'''
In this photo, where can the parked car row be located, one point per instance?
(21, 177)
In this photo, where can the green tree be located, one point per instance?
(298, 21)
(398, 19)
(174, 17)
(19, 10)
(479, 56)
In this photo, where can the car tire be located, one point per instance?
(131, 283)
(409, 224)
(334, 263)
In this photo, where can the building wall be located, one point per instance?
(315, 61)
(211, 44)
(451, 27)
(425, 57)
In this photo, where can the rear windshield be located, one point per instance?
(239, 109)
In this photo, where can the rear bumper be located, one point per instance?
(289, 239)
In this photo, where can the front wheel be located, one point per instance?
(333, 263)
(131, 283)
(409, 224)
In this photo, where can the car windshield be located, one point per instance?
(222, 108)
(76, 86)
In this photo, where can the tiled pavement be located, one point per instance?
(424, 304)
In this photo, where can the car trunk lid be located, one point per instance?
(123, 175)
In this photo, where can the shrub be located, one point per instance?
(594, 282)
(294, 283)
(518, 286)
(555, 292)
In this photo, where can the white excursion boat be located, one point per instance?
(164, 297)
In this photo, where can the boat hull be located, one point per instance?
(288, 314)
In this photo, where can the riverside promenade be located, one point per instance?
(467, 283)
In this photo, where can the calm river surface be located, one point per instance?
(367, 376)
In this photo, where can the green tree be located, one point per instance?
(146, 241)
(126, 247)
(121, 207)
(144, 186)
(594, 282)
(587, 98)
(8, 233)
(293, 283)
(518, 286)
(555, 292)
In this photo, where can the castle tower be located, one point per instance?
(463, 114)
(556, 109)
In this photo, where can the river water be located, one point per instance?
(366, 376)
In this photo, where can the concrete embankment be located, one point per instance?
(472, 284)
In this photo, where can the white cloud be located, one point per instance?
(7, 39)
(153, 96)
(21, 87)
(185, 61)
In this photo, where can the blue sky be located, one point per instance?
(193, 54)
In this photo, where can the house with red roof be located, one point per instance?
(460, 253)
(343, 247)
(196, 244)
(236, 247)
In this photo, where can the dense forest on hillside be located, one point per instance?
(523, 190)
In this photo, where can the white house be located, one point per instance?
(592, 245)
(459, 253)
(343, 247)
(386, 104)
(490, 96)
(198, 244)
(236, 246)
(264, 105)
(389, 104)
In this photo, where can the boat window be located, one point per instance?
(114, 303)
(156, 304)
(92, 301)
'''
Activity: Repeat, exactly and in full, the records shown above.

Response box:
In this photo, where can the parked car row be located, one point per instance?
(21, 177)
In this photo, where can the green tree be located, one point per instance?
(298, 21)
(398, 19)
(174, 17)
(19, 10)
(479, 56)
In this photo, where can the car tire be located, one point per instance?
(131, 283)
(409, 224)
(334, 263)
In this photo, where can the building wall be located, one point per instance?
(315, 61)
(211, 44)
(451, 27)
(425, 57)
In this photo, where can the rear windshield be located, one point per instance?
(239, 109)
In this photo, where can the rear bumper be located, one point per instance?
(289, 239)
In this photo, where can the front wheel be located, one point per instance?
(333, 263)
(131, 283)
(409, 224)
In this photo, where can the car windshield be located, one point per instance?
(222, 108)
(76, 86)
In this photo, where can the tiled pavement be located, one point per instance?
(424, 304)
In this photo, where can the car trunk lid be located, one point per instance?
(123, 175)
In this photo, where can the shrub be located, one point per instance?
(594, 282)
(294, 283)
(518, 286)
(555, 292)
In this photo, where can the white excursion boat be located, one point per instance?
(164, 297)
In this photo, where can the boat hull be located, one point per instance?
(288, 314)
In this photo, where can the riverside promenade be located, one point per instance?
(467, 283)
In this photo, where can the calm river surface be located, one point per instance?
(367, 376)
In this photo, where can the green tree be located, one point per instance?
(146, 241)
(126, 247)
(121, 207)
(144, 186)
(594, 282)
(587, 98)
(8, 233)
(293, 283)
(518, 286)
(555, 292)
In this photo, where can the castle tower be located, one point per instance?
(463, 114)
(556, 109)
In this photo, where can the river water be located, one point per instance?
(366, 376)
In this photo, where can the concrete embankment be located, one point per instance?
(472, 284)
In this photo, where can the white cloud be located, one point per instance?
(7, 39)
(153, 96)
(21, 87)
(185, 61)
In this photo, where can the blue sky be located, one point per instance?
(193, 54)
In this photo, where can the house with red roof be located, one point per instance?
(460, 253)
(343, 247)
(196, 244)
(236, 247)
In this photo, where can the dense forest on hillside be located, one point per instance?
(523, 190)
In this photo, where can the white house be located, one point per instance?
(592, 245)
(459, 253)
(343, 247)
(386, 104)
(490, 96)
(198, 244)
(236, 246)
(264, 105)
(389, 104)
In this photo, where can the boat window be located, one point per instance?
(114, 303)
(156, 304)
(92, 301)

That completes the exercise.